DO THIS:
Arrange the stretch from the line containing "Target: player's neck" through the end of the records as a numbered list, leaving out any blank lines.

A series of records:
* start *

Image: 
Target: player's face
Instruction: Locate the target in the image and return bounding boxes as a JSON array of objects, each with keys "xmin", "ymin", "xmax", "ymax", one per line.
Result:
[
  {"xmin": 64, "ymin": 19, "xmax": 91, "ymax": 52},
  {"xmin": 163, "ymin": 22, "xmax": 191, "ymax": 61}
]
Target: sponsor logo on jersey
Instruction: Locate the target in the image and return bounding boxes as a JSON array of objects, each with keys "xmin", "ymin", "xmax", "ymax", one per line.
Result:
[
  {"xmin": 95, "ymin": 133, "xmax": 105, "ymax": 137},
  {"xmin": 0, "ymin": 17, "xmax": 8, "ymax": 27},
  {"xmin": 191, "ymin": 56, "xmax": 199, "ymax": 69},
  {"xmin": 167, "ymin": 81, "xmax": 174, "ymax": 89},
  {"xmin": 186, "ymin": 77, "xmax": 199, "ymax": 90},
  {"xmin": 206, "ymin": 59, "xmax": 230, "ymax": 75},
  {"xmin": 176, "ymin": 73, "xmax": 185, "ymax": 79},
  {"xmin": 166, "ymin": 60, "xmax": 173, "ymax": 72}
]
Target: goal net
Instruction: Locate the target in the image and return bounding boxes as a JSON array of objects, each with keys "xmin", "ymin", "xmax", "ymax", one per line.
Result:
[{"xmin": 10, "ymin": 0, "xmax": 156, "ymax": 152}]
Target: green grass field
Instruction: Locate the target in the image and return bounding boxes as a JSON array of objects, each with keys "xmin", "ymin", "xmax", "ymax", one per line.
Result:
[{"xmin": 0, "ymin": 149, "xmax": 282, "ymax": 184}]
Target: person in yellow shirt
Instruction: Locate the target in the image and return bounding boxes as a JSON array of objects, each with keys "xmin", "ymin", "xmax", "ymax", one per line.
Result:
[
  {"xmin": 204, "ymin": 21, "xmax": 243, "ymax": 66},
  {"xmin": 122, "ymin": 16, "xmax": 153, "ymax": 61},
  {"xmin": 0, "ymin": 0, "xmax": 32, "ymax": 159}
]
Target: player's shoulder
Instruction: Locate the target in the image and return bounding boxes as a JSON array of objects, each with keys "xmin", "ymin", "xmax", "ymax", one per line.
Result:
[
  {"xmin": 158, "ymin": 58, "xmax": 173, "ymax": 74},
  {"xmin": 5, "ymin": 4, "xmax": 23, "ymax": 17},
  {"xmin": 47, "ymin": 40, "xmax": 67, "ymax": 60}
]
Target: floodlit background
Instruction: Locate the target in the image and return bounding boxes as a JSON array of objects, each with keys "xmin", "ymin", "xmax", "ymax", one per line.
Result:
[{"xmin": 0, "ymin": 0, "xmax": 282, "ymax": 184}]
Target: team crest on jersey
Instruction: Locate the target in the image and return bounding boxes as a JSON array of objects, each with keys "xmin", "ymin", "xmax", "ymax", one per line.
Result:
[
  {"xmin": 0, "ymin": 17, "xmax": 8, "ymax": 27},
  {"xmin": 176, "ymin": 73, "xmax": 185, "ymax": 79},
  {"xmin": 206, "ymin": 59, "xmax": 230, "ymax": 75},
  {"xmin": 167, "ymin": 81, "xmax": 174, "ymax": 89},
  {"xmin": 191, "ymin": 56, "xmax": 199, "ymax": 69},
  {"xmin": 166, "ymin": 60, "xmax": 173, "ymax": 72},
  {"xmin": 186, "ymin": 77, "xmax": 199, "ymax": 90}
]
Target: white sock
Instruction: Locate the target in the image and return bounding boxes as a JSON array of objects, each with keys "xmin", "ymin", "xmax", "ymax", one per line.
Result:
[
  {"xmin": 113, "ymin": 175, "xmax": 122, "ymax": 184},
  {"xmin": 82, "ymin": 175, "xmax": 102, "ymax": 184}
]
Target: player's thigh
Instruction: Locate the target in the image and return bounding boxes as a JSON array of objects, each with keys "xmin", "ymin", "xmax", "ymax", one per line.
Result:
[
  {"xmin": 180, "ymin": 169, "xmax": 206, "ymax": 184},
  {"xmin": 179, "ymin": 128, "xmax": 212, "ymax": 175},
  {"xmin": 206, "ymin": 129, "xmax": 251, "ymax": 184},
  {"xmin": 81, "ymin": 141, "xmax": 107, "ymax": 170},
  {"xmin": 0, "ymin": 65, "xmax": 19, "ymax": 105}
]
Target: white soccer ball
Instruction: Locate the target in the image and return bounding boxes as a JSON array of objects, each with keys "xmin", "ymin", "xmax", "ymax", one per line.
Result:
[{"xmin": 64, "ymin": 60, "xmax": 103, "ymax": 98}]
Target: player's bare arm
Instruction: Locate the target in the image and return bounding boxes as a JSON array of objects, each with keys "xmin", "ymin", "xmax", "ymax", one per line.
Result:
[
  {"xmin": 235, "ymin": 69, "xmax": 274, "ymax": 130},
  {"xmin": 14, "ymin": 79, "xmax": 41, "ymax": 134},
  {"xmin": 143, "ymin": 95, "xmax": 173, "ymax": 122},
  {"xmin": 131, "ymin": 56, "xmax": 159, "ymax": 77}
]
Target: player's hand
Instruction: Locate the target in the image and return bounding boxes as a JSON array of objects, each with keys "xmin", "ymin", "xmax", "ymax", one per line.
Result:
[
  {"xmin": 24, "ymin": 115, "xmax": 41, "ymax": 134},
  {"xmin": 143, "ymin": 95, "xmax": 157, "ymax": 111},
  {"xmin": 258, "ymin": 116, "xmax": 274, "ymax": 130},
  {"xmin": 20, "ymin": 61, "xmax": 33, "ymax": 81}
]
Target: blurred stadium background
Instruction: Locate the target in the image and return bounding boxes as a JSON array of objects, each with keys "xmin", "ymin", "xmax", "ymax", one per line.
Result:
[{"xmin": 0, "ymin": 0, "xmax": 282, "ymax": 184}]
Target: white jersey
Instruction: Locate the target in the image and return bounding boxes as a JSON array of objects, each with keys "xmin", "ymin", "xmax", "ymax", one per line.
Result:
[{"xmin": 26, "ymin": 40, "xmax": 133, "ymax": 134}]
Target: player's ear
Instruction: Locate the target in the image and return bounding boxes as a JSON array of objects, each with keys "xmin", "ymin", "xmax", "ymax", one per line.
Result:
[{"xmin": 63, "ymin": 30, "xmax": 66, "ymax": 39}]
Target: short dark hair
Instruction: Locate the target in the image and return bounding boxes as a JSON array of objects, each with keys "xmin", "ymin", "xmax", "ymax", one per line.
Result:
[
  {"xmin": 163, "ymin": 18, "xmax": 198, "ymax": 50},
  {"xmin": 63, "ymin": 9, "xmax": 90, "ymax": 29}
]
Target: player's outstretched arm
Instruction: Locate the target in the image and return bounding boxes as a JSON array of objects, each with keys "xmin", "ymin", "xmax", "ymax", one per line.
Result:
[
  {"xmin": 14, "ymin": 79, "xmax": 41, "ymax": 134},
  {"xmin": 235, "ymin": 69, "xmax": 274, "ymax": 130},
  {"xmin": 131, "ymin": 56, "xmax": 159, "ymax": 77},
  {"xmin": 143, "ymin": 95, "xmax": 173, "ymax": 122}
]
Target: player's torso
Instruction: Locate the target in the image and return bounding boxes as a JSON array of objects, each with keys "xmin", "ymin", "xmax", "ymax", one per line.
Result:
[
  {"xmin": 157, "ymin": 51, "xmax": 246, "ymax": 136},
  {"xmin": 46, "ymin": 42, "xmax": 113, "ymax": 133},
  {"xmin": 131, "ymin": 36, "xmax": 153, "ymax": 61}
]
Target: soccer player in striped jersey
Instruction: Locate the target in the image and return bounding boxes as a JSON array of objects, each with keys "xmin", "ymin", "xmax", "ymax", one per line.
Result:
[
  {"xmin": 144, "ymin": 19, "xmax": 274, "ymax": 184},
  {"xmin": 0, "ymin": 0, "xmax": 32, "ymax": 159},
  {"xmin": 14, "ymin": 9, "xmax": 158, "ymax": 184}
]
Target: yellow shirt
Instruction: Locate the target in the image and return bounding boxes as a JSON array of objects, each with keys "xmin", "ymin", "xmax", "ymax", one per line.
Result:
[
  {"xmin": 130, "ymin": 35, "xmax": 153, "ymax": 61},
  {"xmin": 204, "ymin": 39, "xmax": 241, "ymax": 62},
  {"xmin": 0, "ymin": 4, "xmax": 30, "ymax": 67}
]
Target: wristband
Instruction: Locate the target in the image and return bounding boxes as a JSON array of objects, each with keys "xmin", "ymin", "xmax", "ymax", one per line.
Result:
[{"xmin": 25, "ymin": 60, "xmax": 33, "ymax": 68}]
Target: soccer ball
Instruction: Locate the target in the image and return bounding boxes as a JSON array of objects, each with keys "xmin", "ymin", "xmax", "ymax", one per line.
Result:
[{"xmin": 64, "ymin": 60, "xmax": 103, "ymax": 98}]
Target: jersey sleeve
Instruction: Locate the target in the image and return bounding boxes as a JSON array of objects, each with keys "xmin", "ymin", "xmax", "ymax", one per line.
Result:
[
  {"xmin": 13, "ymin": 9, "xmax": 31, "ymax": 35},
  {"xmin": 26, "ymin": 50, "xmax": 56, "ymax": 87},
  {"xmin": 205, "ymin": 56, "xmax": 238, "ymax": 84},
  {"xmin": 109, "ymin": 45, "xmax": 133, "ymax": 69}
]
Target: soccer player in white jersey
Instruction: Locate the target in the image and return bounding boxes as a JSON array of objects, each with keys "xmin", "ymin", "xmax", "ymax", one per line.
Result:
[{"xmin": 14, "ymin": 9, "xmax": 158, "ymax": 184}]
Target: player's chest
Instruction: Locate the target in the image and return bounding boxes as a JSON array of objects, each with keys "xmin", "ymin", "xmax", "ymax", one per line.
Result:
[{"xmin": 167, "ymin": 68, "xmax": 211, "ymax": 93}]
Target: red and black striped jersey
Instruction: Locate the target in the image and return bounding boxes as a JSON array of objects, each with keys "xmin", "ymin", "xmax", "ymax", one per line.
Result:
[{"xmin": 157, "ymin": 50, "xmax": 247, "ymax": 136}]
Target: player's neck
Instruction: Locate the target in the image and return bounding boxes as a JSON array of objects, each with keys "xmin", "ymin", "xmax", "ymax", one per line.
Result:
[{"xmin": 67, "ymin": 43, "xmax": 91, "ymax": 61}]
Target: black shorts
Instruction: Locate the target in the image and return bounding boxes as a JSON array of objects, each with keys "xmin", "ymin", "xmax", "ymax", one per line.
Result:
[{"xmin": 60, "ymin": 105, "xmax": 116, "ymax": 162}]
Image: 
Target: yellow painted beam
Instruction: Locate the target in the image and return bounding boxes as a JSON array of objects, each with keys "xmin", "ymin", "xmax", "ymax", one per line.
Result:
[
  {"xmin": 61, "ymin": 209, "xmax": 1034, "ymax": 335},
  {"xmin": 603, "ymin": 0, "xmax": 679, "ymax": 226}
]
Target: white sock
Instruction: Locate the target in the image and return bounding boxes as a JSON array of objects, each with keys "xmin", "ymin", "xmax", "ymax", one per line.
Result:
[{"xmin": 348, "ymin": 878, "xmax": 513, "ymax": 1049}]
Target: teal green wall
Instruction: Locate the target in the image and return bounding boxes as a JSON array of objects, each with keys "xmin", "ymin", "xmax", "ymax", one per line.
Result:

* end *

ANSWER BELOW:
1. Target: player's neck
2. Instruction: Locate the target in the image and return bounding boxes as a JSON array of objects, each with keys "xmin", "ymin", "xmax", "ymax", one per line.
3. Result:
4. [{"xmin": 67, "ymin": 43, "xmax": 91, "ymax": 61}]
5. Target: black shorts
6. Instruction: Locate the target in the image and return bounding boxes as a JSON array of objects, each with keys "xmin", "ymin", "xmax", "ymax", one per line.
7. Result:
8. [{"xmin": 60, "ymin": 105, "xmax": 116, "ymax": 162}]
9. Image: 
10. Target: yellow painted beam
11. Instruction: Locate the target in the image and return bounding boxes as a JSON array of objects, each with keys "xmin", "ymin", "xmax", "ymax", one per line.
12. Result:
13. [
14.   {"xmin": 61, "ymin": 209, "xmax": 1034, "ymax": 335},
15.   {"xmin": 603, "ymin": 0, "xmax": 679, "ymax": 226}
16. ]
17. Target: white sock
18. Instruction: Locate the target in the image and return bounding boxes as a JSON array of objects, each with keys "xmin", "ymin", "xmax", "ymax", one per line.
19. Result:
20. [{"xmin": 348, "ymin": 878, "xmax": 513, "ymax": 1049}]
21. Target: teal green wall
22. Instruction: Locate the target in the image and return bounding boxes as a JSON array of objects, each with keys "xmin", "ymin", "xmax", "ymax", one per line.
23. Result:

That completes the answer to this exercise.